**SUPPLIED RECORDS**.

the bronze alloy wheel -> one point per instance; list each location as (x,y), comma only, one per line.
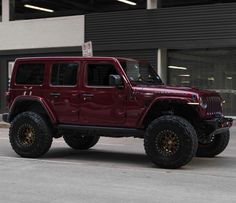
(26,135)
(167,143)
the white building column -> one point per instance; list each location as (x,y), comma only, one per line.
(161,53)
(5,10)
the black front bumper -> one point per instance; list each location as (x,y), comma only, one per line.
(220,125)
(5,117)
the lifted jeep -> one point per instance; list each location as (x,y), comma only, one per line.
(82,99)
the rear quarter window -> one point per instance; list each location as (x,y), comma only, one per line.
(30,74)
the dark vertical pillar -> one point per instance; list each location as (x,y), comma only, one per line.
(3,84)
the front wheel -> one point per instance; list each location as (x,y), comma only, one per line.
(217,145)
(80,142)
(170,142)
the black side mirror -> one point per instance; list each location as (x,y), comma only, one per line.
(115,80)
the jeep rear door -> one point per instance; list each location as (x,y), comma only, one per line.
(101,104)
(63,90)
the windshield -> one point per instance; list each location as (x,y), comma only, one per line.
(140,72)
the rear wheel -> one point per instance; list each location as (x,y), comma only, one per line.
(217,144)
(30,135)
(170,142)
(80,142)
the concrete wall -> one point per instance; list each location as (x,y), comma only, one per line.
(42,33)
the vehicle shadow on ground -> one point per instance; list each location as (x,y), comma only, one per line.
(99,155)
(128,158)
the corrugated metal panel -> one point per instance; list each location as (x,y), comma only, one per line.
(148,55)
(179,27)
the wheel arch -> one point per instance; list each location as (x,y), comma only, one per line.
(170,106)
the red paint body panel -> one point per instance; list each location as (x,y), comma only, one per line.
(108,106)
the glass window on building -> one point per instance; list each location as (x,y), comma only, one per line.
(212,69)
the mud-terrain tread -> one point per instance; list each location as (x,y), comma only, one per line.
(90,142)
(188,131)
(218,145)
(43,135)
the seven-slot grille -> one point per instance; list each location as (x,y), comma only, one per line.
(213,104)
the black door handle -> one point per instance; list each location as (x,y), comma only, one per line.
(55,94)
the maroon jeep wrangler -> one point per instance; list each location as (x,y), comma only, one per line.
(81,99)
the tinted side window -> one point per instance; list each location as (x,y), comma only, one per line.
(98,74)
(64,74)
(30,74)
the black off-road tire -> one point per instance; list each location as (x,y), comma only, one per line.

**TASK INSTRUCTIONS**.
Rewrite the material above as a Markdown table with the columns Row and Line, one numbered row per line and no blank lines. Begin at the line that has "the glass window" and go through the end of the material.

**SOLUTION FOR THIS EXERCISE**.
| Row | Line |
|---|---|
| 1 | the glass window on building -> one point per instance; list each location as (x,y), comma only, one per line. |
| 2 | (212,69) |
| 3 | the mud-terrain tread -> one point per instance; list each location as (x,y), comma only, one per line. |
| 4 | (90,142) |
| 5 | (188,131) |
| 6 | (218,145) |
| 7 | (43,135) |
| 8 | the seven-slot grille -> one point per instance; list each location as (x,y), comma only, one per line. |
| 9 | (213,104) |
| 10 | the black door handle -> one point per instance; list each location as (x,y), comma only, one per line. |
| 11 | (55,94) |
| 12 | the maroon jeep wrangler -> one point per instance; list each location as (x,y), comma only, one per line. |
| 13 | (81,99) |
| 14 | the tinted side window -> one point per instance; list each location as (x,y), comma only, one per line. |
| 15 | (98,74) |
| 16 | (64,74) |
| 17 | (30,74) |
| 18 | the black off-road tire -> one point per instance; list each location as (x,y), comma only, one per line. |